— Start —

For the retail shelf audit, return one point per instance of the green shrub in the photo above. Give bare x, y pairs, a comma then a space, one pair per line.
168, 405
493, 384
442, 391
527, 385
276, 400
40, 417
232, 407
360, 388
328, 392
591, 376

— End —

• **The problem**
Reproduce the records, substituting "evergreen bush" for "green shrub" and leaving all other text unchanged.

• **Exercise answer**
For the retail shelf audit, return one point per instance of the evergreen bush in the photo above. Give bare x, y pairs, a comma then a space, one pair per line.
168, 405
493, 384
442, 391
527, 385
276, 400
40, 417
232, 407
360, 388
328, 392
591, 376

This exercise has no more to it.